_Written problem_
Rewrite all of the items below as a Markdown table with the columns "Row" and "Text", one numbered row per line, omitting blank lines. Leave the pictures out.

_Records contained in a dataset_
= = =
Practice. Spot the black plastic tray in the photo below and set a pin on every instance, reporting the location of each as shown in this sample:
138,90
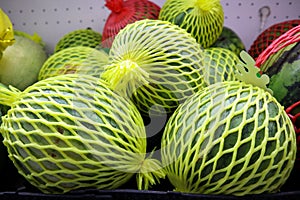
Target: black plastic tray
14,187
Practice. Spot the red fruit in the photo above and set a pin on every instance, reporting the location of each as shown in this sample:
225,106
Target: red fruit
124,12
269,35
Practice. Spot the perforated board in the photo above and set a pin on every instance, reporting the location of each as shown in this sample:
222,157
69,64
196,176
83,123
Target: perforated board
51,19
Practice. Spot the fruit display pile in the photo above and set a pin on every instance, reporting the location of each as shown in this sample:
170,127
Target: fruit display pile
82,118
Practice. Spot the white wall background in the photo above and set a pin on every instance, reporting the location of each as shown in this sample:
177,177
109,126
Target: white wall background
51,19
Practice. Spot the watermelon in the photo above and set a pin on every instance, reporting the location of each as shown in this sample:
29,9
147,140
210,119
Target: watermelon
80,37
281,62
124,12
220,65
229,39
72,132
264,39
156,64
231,138
74,59
201,18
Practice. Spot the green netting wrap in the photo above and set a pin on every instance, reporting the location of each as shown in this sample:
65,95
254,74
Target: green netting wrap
81,37
232,138
204,19
71,131
79,59
155,63
220,65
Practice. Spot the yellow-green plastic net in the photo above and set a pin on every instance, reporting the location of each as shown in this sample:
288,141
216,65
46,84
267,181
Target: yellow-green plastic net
204,19
71,131
220,65
232,138
156,64
72,60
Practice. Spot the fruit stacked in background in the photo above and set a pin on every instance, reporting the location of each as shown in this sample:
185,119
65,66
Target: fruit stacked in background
265,38
19,67
203,19
230,40
124,12
80,37
281,62
6,32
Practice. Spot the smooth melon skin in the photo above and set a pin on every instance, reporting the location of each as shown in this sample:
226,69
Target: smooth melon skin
21,63
203,19
231,138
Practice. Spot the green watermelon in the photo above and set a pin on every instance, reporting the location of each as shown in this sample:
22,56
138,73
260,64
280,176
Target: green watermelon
231,138
201,18
72,132
80,37
220,65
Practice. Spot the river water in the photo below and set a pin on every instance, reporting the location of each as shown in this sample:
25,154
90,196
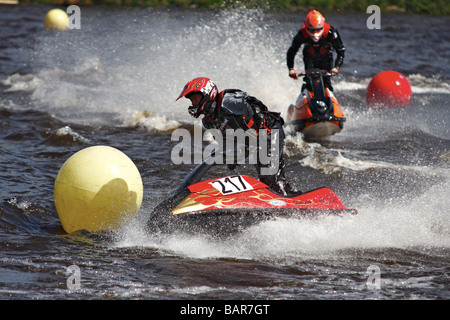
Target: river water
114,82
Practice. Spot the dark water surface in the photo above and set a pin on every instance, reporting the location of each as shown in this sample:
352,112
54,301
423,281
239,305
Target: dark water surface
64,91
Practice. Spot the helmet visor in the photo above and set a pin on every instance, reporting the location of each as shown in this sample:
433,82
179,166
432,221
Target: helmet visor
318,30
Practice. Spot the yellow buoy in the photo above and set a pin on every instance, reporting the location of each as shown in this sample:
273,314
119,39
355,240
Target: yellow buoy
98,188
56,19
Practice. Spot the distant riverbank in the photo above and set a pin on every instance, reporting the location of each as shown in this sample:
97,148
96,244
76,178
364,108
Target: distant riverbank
435,7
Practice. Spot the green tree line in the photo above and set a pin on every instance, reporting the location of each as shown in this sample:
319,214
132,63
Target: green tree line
433,7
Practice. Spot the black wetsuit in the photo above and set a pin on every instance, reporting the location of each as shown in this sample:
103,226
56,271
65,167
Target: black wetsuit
235,109
318,54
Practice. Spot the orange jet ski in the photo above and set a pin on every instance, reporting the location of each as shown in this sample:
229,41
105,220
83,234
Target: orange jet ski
317,113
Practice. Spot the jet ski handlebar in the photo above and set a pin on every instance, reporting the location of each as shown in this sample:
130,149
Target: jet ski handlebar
311,72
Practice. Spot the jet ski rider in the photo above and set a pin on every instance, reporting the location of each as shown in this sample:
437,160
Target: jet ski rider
320,40
235,109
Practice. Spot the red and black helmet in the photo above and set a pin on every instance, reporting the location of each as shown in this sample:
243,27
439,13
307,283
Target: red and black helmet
314,24
206,87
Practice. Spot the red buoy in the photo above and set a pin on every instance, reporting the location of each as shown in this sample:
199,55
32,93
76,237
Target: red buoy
388,89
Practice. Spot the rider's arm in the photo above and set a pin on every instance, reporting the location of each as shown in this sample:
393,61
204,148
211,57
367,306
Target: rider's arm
293,49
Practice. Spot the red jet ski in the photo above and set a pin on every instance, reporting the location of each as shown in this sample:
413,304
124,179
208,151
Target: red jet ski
227,205
317,113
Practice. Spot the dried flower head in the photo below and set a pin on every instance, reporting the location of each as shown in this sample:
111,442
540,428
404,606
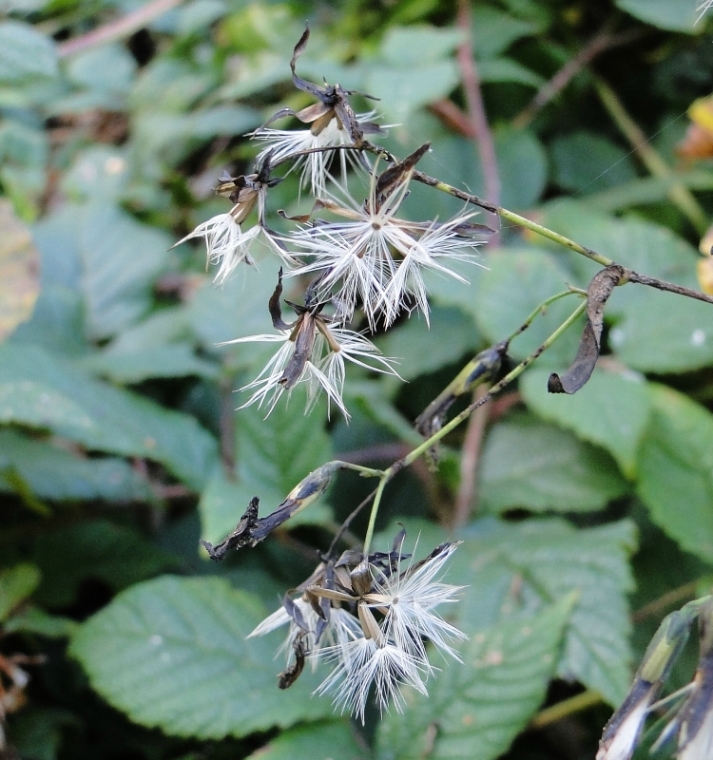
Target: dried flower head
= = =
_The solution_
| Row | Text |
|---|---|
| 1 | Practice. Spot the black plastic tray in the photo below and set a pin on every instance, reporting the location of each as shown in this sample: |
| 2 | 138,90 |
| 3 | Target: black plastic tray |
| 4 | 14,187 |
| 5 | Practice. Spot the red fruit in the photo above and set a pin on every instance, reporting the location of each as shown in this sample: |
| 6 | 225,106 |
| 7 | Target: red fruit |
| 8 | 124,12 |
| 9 | 269,35 |
| 10 | Practice. Spot the perforated board in the photo above and set a pin on every instance, reporting the location of each as shown in this sample: |
| 11 | 222,157 |
| 12 | 69,64 |
| 13 | 196,176 |
| 14 | 83,123 |
| 15 | Target: perforated board |
| 16 | 51,19 |
| 17 | Practice. Spot the fruit display pile in the photo above and set a pin on every instance, reporting the location of each as shown in this sample: |
| 18 | 170,127 |
| 19 | Target: fruit display pile |
| 20 | 82,118 |
| 21 | Practice. Spot the white wall background in the photo above and set a pin on every instance, reporting the location of each as shown in this sample: |
| 22 | 177,177 |
| 23 | 109,126 |
| 24 | Target: white wall background |
| 25 | 51,19 |
| 26 | Practice. Spot the watermelon in the photo above and set a pin on every instance, reporting the location of each as shown in this sample: |
| 27 | 29,9 |
| 28 | 147,140 |
| 29 | 210,119 |
| 30 | Target: watermelon |
| 31 | 80,37 |
| 32 | 281,62 |
| 33 | 124,12 |
| 34 | 220,65 |
| 35 | 229,39 |
| 36 | 72,132 |
| 37 | 264,39 |
| 38 | 156,64 |
| 39 | 231,138 |
| 40 | 74,59 |
| 41 | 201,18 |
| 42 | Practice. Spot the green netting wrap in the photo above and set a pin on every instance, reporting the location of each as shown in this sample: |
| 43 | 65,95 |
| 44 | 254,74 |
| 45 | Target: green netting wrap |
| 46 | 81,37 |
| 47 | 232,138 |
| 48 | 204,19 |
| 49 | 71,131 |
| 50 | 79,59 |
| 51 | 155,63 |
| 52 | 220,65 |
| 53 | Practice. Spot the yellow-green plastic net in the photo above and set a pin on every instance, reporting the location of each as shown in this sample: |
| 54 | 288,141 |
| 55 | 216,65 |
| 56 | 46,84 |
| 57 | 267,181 |
| 58 | Target: yellow-green plastic net |
| 59 | 204,19 |
| 60 | 71,131 |
| 61 | 220,65 |
| 62 | 232,138 |
| 63 | 156,64 |
| 64 | 72,60 |
| 65 | Practice. Spot the fruit stacked in background in the photo above and set a pin on every instance, reporting the location of each as shown in this sample: |
| 66 | 185,119 |
| 67 | 65,66 |
| 68 | Target: fruit stacked in background |
| 69 | 265,38 |
| 70 | 19,67 |
| 71 | 203,19 |
| 72 | 230,40 |
| 73 | 124,12 |
| 74 | 80,37 |
| 75 | 281,62 |
| 76 | 6,32 |
| 77 | Practice. Spot the smooth melon skin in the photo above and set a pin on every instance, reporting the location of each as shown in this sample: |
| 78 | 226,69 |
| 79 | Target: smooth melon skin |
| 80 | 21,63 |
| 81 | 203,19 |
| 82 | 231,138 |
| 83 | Practice. Spot the green watermelon in the photo above and set a pin on every instance, reporting the location of each as shown in this sample: |
| 84 | 22,56 |
| 85 | 138,73 |
| 86 | 260,64 |
| 87 | 280,176 |
| 88 | Target: green watermelon |
| 89 | 231,138 |
| 90 | 201,18 |
| 91 | 72,132 |
| 92 | 80,37 |
| 93 | 220,65 |
| 94 | Practice. Spot the river water in the photo below and set a pin on every instance, reporting the location of each as shown in this sample: |
| 95 | 25,154 |
| 96 | 90,196 |
| 97 | Target: river water |
| 98 | 114,82 |
| 99 | Practice. Spot the dark water surface in the photo above and set a pin on every instance, reporting the location of each as shown in this sample: |
| 100 | 352,112 |
| 101 | 54,301 |
| 102 | 423,281 |
| 103 | 239,305 |
| 104 | Target: dark water surface |
| 105 | 64,91 |
| 106 | Practice. Spot the helmet visor in the photo above and set a pin on every instance, reporting the location of each as shown in this sample: |
| 107 | 433,82 |
| 108 | 179,166 |
| 109 | 432,221 |
| 110 | Target: helmet visor |
| 111 | 318,30 |
| 112 | Practice. Spot the yellow buoy in the photo above and set a pin on every instance, reporting the location of each as shown in this sample: |
| 113 | 273,314 |
| 114 | 119,39 |
| 115 | 355,240 |
| 116 | Target: yellow buoy |
| 117 | 98,188 |
| 118 | 56,19 |
| 119 | Practice. Spot the distant riverbank in the photo above and set a pin on every instance, reporting the location of each as shown in this sample: |
| 120 | 97,148 |
| 121 | 96,244 |
| 122 | 76,178 |
| 123 | 364,108 |
| 124 | Target: distant riverbank |
| 125 | 435,7 |
| 126 | Practice. Spot the green tree line in the photo above and set a pin on every instance, reporting the location of each as shown in this sample: |
| 127 | 319,214 |
| 128 | 132,63 |
| 129 | Target: green tree line |
| 130 | 433,7 |
| 131 | Practice. Spot the black wetsuit in the photo above and set a pin on every instance, reporting the location of each as shown in this sample: |
| 132 | 103,226 |
| 133 | 56,271 |
| 134 | 65,167 |
| 135 | Target: black wetsuit |
| 136 | 235,109 |
| 137 | 318,54 |
| 138 | Practice. Spot the orange jet ski in the photo above and set a pin on every instance, reporting the location of each as shown in this sample: |
| 139 | 229,41 |
| 140 | 105,220 |
| 141 | 83,234 |
| 142 | Target: orange jet ski |
| 143 | 317,113 |
| 144 | Practice. Spot the jet ski handlebar in the photo above and set a pin on every instance, reporting the location of each as shown in this sample: |
| 145 | 130,149 |
| 146 | Target: jet ski handlebar |
| 147 | 311,72 |
| 148 | Practice. Spot the jet ski rider in the photo above and set a pin on every instance, reporting the location of each as shown in this sample: |
| 149 | 437,160 |
| 150 | Target: jet ski rider |
| 151 | 320,40 |
| 152 | 235,109 |
| 153 | Practice. Spot the red and black helmet in the photo above and set a pin on every instance, reporting the location of each as shown in this sample: |
| 154 | 243,27 |
| 155 | 439,13 |
| 156 | 307,283 |
| 157 | Target: red and black helmet |
| 158 | 314,24 |
| 159 | 206,87 |
| 160 | Practice. Spot the red buoy in the photo above and set a pin on every instance, reporting the location of each as shown in this sample: |
| 161 | 199,55 |
| 162 | 32,93 |
| 163 | 76,237 |
| 164 | Target: red buoy |
| 165 | 388,89 |
| 166 | Practice. Spot the rider's arm in the photo above and set a pin on every instance, reporting the location of each as shown in this sample: |
| 167 | 393,61 |
| 168 | 204,148 |
| 169 | 211,57 |
| 170 | 367,306 |
| 171 | Target: rider's arm |
| 172 | 293,49 |
| 173 | Practice. Spot the red jet ski in the photo above and set a pin on every instance, reporting the location of each as shown in this sample: |
| 174 | 413,304 |
| 175 | 124,179 |
| 176 | 208,151 |
| 177 | Target: red jet ski |
| 178 | 227,205 |
| 179 | 317,113 |
| 180 | Practice. Spot the dried flower head in the photo below and set a pin on every instance, reporting the location of each as shown in this sample: |
| 181 | 111,442 |
| 182 | 540,428 |
| 183 | 404,606 |
| 184 | Target: dried flower head |